**EXTRACTED RECORDS**
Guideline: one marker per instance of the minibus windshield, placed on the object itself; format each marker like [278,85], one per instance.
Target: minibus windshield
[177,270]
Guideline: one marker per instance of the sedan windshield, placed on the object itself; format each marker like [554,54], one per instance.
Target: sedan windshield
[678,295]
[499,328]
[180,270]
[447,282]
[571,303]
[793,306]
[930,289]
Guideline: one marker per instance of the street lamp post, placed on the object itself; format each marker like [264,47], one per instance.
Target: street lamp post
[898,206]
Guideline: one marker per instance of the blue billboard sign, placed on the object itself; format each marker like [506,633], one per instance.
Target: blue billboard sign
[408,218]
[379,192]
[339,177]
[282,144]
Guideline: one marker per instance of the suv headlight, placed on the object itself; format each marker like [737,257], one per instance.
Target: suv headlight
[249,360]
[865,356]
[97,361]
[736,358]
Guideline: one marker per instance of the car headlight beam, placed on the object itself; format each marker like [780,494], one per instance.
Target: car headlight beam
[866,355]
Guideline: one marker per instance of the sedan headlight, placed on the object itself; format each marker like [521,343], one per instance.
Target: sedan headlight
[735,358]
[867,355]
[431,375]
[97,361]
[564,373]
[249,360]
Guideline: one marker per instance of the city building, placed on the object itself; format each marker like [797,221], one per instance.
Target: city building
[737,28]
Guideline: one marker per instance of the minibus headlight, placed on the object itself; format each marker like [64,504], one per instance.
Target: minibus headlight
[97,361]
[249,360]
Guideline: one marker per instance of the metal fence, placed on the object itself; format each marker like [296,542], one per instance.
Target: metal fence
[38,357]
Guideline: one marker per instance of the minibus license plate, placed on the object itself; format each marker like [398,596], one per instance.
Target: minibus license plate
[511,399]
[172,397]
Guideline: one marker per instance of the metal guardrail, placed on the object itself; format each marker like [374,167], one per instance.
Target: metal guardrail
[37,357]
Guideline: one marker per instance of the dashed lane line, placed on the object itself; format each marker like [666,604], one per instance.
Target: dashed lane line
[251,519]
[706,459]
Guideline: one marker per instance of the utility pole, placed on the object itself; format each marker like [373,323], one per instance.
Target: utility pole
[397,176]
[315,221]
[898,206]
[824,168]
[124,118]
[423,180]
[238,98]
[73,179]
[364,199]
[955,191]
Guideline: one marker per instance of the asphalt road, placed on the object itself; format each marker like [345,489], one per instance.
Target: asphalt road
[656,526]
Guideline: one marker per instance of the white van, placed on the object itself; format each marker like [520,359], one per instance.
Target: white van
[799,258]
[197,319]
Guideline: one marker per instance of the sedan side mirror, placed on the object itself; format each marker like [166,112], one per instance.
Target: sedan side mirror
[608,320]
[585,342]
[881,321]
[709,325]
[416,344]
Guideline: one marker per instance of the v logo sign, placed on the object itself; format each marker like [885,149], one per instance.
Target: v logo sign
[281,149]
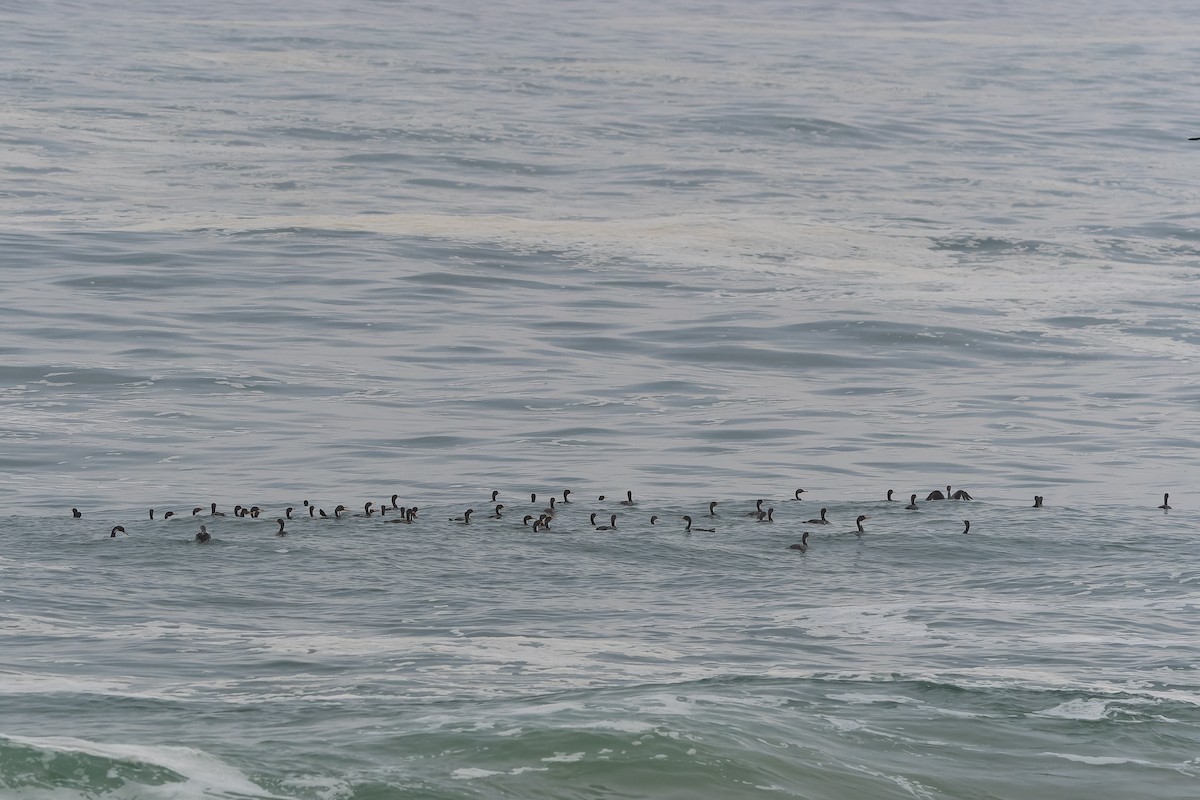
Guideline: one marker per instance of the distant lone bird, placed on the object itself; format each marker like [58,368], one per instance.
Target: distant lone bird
[804,543]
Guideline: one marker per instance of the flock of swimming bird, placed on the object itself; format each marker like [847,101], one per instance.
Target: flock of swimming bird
[405,515]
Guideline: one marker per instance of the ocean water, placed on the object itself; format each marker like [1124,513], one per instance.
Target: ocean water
[265,253]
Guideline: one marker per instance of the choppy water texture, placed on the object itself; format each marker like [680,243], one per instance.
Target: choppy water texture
[269,252]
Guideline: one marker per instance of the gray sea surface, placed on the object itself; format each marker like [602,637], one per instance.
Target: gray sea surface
[273,253]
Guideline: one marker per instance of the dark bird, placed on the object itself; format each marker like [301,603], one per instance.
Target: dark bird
[804,543]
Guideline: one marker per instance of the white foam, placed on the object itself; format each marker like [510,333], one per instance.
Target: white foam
[1099,761]
[472,773]
[203,774]
[1092,709]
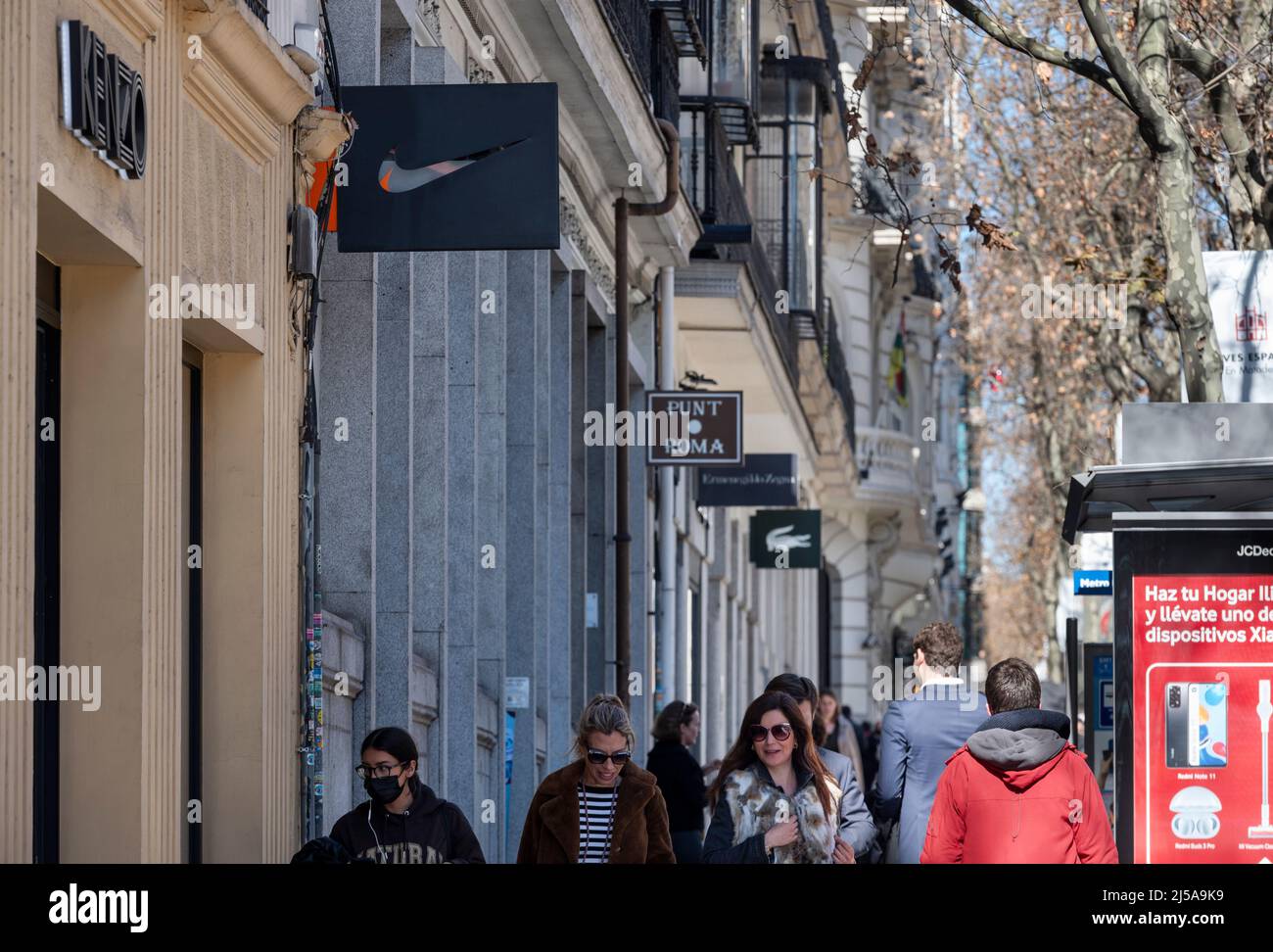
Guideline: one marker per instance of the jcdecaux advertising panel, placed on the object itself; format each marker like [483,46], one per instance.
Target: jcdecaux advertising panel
[1201,651]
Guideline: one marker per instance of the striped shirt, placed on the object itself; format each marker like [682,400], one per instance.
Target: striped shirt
[596,814]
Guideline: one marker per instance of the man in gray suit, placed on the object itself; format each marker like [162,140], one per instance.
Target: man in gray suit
[857,828]
[921,732]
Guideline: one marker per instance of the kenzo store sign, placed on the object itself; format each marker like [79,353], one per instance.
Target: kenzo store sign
[103,100]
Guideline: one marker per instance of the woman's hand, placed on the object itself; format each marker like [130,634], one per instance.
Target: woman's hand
[843,853]
[781,833]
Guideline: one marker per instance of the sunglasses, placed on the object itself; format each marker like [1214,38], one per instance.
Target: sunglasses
[759,732]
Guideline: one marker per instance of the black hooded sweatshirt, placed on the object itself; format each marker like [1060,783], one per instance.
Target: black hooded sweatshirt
[431,830]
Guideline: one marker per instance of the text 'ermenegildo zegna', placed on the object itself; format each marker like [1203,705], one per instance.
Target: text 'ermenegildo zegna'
[100,906]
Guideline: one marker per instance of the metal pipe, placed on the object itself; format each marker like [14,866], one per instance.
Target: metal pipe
[623,540]
[669,655]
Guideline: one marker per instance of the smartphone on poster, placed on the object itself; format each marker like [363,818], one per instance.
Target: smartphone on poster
[1197,723]
[1178,735]
[1209,704]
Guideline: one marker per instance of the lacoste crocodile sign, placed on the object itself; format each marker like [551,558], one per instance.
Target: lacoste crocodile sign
[450,168]
[787,539]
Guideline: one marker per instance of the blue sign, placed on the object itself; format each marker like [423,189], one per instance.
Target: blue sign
[1103,672]
[1094,582]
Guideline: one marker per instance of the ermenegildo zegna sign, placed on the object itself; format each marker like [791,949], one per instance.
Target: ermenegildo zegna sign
[450,168]
[103,100]
[764,479]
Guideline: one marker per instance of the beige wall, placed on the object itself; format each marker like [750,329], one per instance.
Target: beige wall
[212,208]
[17,412]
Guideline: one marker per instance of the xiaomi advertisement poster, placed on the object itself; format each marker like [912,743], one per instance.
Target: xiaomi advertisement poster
[1202,670]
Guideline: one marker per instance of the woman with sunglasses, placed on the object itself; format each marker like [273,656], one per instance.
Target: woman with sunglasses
[403,821]
[775,801]
[599,808]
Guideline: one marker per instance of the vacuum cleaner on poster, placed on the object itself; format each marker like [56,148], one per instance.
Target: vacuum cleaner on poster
[1201,683]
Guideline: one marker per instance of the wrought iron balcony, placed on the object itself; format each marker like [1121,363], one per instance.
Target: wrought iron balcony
[261,9]
[648,42]
[730,79]
[711,179]
[691,24]
[838,372]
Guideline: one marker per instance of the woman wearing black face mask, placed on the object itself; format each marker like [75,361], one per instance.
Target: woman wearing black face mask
[402,821]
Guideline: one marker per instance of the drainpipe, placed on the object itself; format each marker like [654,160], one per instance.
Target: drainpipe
[669,657]
[623,540]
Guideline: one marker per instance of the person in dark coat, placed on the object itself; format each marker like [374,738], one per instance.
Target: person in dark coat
[920,732]
[680,778]
[403,821]
[599,808]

**WORK INSTRUCTIONS**
Would you print, exactly as written, every line above from the one holding "Guideline: one marker per instance of the blue billboard" through the one holding "Guideline: one marker per instance of the utility", with both included and no other lines?

**TASK RESULT**
Guideline: one marker per instance of the blue billboard sign, placed on the object itself; format each marker like [506,633], one per instance.
Target: blue billboard sign
[408,218]
[379,192]
[339,177]
[282,144]
Guideline: one marker per instance of the suv headlight, placed on the object itself; format each marker like [737,257], one per instance.
Target: suv headlight
[249,360]
[865,356]
[97,361]
[736,358]
Guideline: one marker per instance of the car headlight beam, placed on the object itself; format each marker like [780,494], one per instance.
Target: car headlight beam
[866,355]
Guideline: one marker per instance of the sedan headlight, placed on the object itself; format each marker like [521,343], one per instance.
Target: sedan headlight
[735,358]
[867,355]
[431,375]
[97,361]
[564,373]
[249,360]
Guideline: one marker per instance of the city building, placed on the object itself; format each marker like [797,221], one per instance.
Target: city building
[737,28]
Guideline: one marker per instance of the minibus headlight, placed on the object itself; format each marker like [64,504], one per instance.
Target: minibus headlight
[97,361]
[249,360]
Guideline: one marker per instance of the metal fence, placed on the object itself; format each marker like [296,542], one per instance.
Target: metal fence
[38,357]
Guideline: one marker per instance of the minibus license plate, placed on the object itself; format each marker like [398,596], one per instance.
Target: minibus license plate
[511,399]
[172,397]
Guideline: one marker per instance of the metal guardrail, placed on the object itself; format each marker like [374,167], one per instance.
Target: metal guardrail
[37,357]
Guideline: one marker per instance of the dashed lane line, placed on the object itself; format each marker like [666,604], one per instance.
Target: dashed lane line
[251,519]
[706,459]
Guideline: one marker per instance of the utility pole, placed on the object itself; format each marker like [373,323], one per instance.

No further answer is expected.